• [Problem to solve]: Your output should be the listing itself, repeated exactly.

• [Records]:
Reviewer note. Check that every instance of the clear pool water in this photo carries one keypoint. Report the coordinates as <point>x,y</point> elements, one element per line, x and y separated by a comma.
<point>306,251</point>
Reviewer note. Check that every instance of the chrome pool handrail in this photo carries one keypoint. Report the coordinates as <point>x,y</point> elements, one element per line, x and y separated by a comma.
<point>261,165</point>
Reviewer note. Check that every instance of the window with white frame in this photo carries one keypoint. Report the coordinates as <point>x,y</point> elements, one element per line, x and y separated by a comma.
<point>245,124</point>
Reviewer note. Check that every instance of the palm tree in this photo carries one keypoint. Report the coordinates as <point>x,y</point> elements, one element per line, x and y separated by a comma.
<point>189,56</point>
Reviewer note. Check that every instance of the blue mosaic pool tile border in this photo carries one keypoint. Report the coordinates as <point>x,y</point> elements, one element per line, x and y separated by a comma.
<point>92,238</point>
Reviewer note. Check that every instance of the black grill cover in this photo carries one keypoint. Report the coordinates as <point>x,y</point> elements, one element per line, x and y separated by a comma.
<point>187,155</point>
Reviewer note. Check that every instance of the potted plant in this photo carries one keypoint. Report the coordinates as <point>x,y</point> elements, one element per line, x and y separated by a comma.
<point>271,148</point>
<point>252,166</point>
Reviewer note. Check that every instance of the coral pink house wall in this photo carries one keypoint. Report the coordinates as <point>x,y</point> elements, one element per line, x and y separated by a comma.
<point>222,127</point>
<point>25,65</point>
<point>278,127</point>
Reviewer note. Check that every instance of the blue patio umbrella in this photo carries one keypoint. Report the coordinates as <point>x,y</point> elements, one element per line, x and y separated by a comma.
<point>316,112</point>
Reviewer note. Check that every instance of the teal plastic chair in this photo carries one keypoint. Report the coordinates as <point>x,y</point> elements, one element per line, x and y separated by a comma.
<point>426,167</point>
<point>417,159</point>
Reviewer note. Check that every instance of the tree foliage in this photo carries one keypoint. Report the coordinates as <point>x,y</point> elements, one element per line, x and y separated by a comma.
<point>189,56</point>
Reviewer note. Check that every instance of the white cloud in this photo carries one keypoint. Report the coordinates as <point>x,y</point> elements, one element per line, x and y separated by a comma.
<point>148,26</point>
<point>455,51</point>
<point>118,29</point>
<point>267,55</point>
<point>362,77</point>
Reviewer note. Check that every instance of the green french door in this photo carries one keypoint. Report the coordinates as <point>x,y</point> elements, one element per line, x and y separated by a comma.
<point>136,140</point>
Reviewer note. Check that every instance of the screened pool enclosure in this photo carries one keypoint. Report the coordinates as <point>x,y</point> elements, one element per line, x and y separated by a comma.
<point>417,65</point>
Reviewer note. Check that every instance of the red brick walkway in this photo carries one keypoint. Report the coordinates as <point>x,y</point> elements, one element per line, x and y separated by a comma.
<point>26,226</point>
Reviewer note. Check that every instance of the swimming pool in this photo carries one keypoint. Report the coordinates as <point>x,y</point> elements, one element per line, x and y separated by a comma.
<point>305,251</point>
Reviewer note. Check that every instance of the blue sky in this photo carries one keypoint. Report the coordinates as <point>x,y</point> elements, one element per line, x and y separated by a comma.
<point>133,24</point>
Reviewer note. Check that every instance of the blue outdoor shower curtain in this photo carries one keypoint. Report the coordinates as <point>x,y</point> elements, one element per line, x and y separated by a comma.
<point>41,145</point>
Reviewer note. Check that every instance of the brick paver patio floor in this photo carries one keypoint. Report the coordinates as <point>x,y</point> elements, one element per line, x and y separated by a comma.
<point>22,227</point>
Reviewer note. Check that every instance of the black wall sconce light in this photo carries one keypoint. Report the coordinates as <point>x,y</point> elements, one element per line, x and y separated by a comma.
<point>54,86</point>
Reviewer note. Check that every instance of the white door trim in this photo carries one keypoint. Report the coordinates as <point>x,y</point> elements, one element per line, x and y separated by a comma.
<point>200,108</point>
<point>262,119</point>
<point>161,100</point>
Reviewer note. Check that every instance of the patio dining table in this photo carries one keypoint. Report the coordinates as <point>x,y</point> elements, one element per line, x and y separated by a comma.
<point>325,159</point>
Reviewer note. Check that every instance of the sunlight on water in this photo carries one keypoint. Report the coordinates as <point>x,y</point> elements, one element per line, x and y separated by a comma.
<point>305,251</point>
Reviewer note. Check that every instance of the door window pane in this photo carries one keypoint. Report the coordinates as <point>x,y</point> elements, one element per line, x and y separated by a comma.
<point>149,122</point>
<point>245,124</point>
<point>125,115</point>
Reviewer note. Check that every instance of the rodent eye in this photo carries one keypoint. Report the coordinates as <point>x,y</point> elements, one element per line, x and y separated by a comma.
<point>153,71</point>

• [Result]:
Reviewer note. Check that every instance of the clear pool water in this photo carries one keypoint. Report the coordinates as <point>x,y</point> elements, one element per line, x and y separated by a comma.
<point>306,251</point>
Reviewer note. Check that every instance of the chrome pool handrail in this photo carries one keypoint. Report the coordinates as <point>x,y</point> elements, one element per line, x and y separated by a comma.
<point>261,165</point>
Reviewer note. Check that every instance of the window with white frame in this photo carries one keypoint. Report the coordinates as <point>x,y</point> elements, one element per line, x and y separated by a comma.
<point>245,124</point>
Reviewer note. Check that every instance of the palm tree in this photo carries one keypoint. Report the coordinates as <point>x,y</point> elements, one element per line, x and y separated by a comma.
<point>189,56</point>
Reviewer note. Check that every instance of the blue mosaic pool tile border in this photo carries one keypoint. Report the coordinates as <point>x,y</point> elements, one element per line, x and y separated by a comma.
<point>92,238</point>
Reviewer note. Check that every instance of the black grill cover in this photo carries one keypoint. Report the coordinates as <point>x,y</point> elements, one element per line, x and y separated by a comma.
<point>187,155</point>
Reviewer note. Check that every instance of the potted plant in this photo carries one keypoint. Report the coordinates as <point>x,y</point> elements, one element per line, x and y separated by a comma.
<point>271,148</point>
<point>252,166</point>
Reviewer note. Check that every instance of the coral pink house wall in this photo carries one keypoint. Report the coordinates as <point>x,y</point> elements, one element per line, x and y separated by a comma.
<point>222,127</point>
<point>25,65</point>
<point>278,127</point>
Reviewer note. Check that every instance of the blue patio umbrella in this photo carries one keypoint. Report the coordinates as <point>x,y</point> elements, one element per line, x and y separated by a comma.
<point>316,112</point>
Reviewer note. Check that every instance of the teal plastic chair in this photo carries one keypoint. Report the coordinates as <point>x,y</point> elements, one element per line, x and y separated by a comma.
<point>426,167</point>
<point>417,159</point>
Reviewer note. Check that every instance of the tree foliage in this photo carries one keypoint. Report the coordinates as <point>x,y</point> elements, one element per line, x and y separated by a comma.
<point>189,56</point>
Reviewer note. Check that every instance of the white cloud in this photo carries one keypoint. Report the coordinates as <point>x,y</point> elements, one element per line, x and y separated by a comma.
<point>148,26</point>
<point>455,51</point>
<point>118,29</point>
<point>267,55</point>
<point>362,77</point>
Reviewer note. Check that every instance of the green french door in this photo carries one keypoint. Report the coordinates as <point>x,y</point> elements, one element per line, x and y separated by a comma.
<point>136,140</point>
Reviewer note. Check that every instance of the screened pool enclosure in this photo carries one keypoint. Report the coordinates as <point>x,y</point> elements, one element per line, x and y separated by a comma.
<point>417,65</point>
Reviewer note. Check that every instance of the red brick walkway in this photo carries one keypoint. Report the coordinates as <point>x,y</point> elements, one element per line, x and y separated by a comma.
<point>26,226</point>
Reviewer note. Check that every instance of the swimming pool in this photo carries one keypoint. Report the coordinates as <point>x,y</point> elements, one element per line, x and y separated by a comma.
<point>305,251</point>
Reviewer note. Check that every instance of the blue sky in this photo carries one keypoint. Report the coordinates as <point>x,y</point> elements, one element per line, x and y separated by a comma.
<point>133,24</point>
Reviewer note. Check that every instance of the blue outdoor shower curtain in this photo carries one keypoint. Report the coordinates as <point>x,y</point> elements, one element per line, x and y separated by a comma.
<point>41,145</point>
Reviewer note. Check that every instance of the brick paver patio floor in this photo carries one keypoint. Report the coordinates as <point>x,y</point> elements, one element per line, x and y separated by a comma.
<point>22,227</point>
Reviewer note. Check that every instance of the black wall sconce light in this photo carries one keypoint. Report the coordinates as <point>x,y</point> elements, one element per line, x and y separated by a comma.
<point>54,86</point>
Reviewer note. Check that every instance of the white door trim in this photo carries one keypoint. Report the coordinates as <point>x,y</point> elements, one element per line, x and y separated by a comma.
<point>200,108</point>
<point>262,119</point>
<point>161,100</point>
Reviewer note. Check that every instance of the patio dining table in this photo carries one keypoint. Report the coordinates as <point>x,y</point> elements, one element per line, x and y separated by a comma.
<point>325,159</point>
Reviewer note. Check that every instance of the sunlight on water in this photo carries one keypoint. Report the coordinates as <point>x,y</point> elements, one element per line, x and y separated by a comma.
<point>305,251</point>
Reviewer note. Check that every instance of the door window pane in this photo carries one keypoint. Report the coordinates as <point>x,y</point> elements, one element per line, x and y separated by a comma.
<point>149,122</point>
<point>245,124</point>
<point>125,115</point>
Reviewer note. Check that every instance of the rodent eye in this photo carries one keypoint. Report the coordinates as <point>x,y</point> elements, one element per line, x and y separated by a comma.
<point>153,71</point>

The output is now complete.